ASSIGNMENT
Write everything from the start of the records down to the line with "box: [854, 229, 882, 445]" as a JSON list of strings, one string per line, skipping blank lines. Leave out the pictures.

EXCERPTED DATA
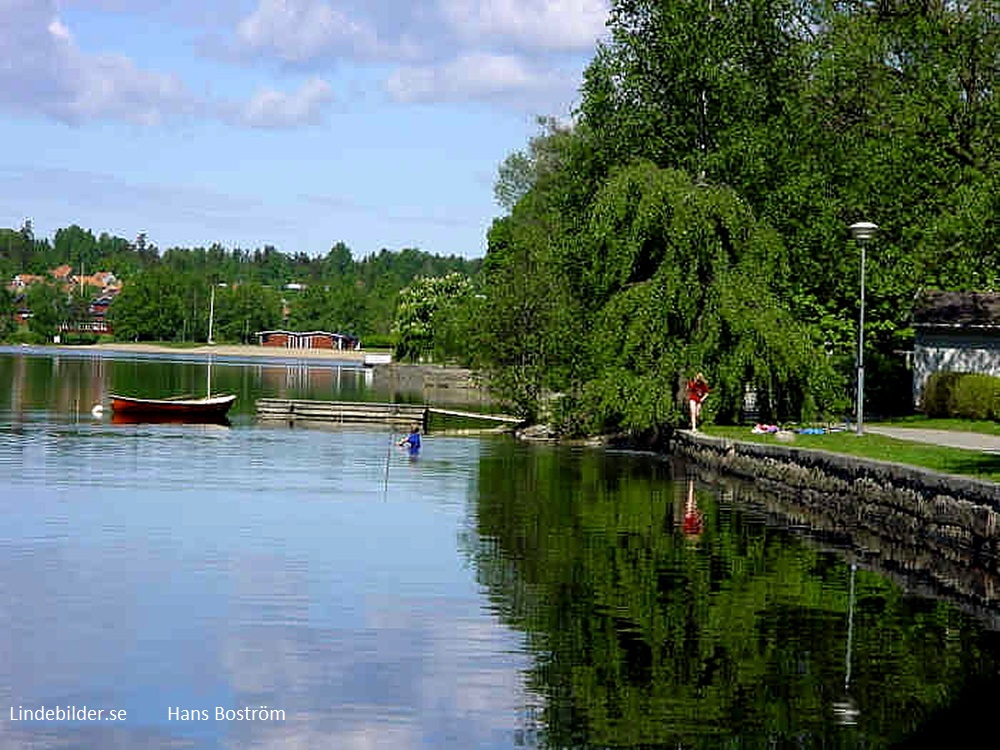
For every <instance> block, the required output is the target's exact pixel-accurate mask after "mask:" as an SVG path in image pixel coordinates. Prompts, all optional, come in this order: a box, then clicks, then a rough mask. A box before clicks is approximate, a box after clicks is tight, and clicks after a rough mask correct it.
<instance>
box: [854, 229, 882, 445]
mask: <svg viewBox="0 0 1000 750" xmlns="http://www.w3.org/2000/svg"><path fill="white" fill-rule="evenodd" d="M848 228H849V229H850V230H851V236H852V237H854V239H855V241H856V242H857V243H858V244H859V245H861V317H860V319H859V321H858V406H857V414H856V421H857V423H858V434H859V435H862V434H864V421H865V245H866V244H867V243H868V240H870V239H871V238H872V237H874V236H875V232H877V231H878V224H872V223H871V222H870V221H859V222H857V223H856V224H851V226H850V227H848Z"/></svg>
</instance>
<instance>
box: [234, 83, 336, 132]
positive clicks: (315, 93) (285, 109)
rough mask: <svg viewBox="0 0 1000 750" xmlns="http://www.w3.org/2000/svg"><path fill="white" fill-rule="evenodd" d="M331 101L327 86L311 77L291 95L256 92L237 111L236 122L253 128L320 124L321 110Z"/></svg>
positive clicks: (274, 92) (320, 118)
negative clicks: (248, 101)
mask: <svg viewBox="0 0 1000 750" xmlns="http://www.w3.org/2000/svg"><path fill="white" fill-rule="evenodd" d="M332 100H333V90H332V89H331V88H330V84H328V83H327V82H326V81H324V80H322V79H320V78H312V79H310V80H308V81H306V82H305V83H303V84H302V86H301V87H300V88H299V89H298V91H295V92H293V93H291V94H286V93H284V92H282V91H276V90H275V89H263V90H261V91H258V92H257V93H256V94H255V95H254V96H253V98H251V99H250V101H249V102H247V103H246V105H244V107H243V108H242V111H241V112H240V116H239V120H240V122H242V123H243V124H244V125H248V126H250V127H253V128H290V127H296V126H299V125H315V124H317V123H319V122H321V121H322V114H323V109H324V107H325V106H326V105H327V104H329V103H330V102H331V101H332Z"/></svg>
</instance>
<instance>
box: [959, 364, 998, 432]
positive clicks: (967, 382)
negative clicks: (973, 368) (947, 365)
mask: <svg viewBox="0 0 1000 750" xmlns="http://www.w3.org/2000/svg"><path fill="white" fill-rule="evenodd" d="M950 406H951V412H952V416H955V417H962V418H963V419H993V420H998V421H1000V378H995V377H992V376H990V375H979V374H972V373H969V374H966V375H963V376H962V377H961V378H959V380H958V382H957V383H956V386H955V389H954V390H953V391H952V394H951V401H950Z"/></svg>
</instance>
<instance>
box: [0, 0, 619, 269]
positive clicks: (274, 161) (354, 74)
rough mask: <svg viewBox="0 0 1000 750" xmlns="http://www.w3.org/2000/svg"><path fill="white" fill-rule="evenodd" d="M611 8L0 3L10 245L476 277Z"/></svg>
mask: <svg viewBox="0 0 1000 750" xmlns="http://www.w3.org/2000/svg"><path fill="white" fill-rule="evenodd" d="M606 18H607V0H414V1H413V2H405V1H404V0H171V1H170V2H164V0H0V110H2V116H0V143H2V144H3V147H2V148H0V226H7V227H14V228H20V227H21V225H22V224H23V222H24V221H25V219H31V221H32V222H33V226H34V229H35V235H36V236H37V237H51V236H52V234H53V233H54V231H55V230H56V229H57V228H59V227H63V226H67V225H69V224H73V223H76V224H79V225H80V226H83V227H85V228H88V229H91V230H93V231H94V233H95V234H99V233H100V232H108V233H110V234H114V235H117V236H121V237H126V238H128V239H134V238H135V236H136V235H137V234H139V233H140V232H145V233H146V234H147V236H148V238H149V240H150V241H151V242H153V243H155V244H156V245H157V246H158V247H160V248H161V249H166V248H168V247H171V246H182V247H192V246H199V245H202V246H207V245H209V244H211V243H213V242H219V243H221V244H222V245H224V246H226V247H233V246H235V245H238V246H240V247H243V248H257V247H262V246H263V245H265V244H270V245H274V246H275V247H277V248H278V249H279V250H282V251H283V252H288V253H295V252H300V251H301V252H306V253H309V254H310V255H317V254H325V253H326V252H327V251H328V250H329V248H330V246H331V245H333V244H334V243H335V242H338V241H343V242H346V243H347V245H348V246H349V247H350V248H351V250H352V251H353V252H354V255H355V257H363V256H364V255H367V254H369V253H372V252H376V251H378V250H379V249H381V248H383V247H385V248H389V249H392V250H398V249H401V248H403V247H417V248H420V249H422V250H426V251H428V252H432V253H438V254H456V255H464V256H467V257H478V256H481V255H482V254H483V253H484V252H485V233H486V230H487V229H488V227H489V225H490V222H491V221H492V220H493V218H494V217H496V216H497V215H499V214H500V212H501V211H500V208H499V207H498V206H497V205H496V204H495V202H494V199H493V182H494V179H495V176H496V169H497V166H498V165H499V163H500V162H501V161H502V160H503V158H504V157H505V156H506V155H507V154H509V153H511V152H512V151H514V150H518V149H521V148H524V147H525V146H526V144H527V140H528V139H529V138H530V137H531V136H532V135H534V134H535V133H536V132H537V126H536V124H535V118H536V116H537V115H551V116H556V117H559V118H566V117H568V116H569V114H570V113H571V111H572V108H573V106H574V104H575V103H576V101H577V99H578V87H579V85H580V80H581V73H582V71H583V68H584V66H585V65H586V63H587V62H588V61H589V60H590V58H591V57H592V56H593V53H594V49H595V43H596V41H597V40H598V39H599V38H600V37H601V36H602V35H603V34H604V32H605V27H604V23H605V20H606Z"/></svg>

TASK OUTPUT
[
  "For every <instance> block, the required output is the target's exact pixel-accurate mask after \"mask:\" as an SVG path in image pixel coordinates. Prompts, all optional, come in this order: a box, then clicks, then a rough mask. A box before clicks is approximate, a box after clicks is tight, and clicks after a rough mask correct it.",
  "<instance>",
  "box: [854, 229, 882, 445]"
]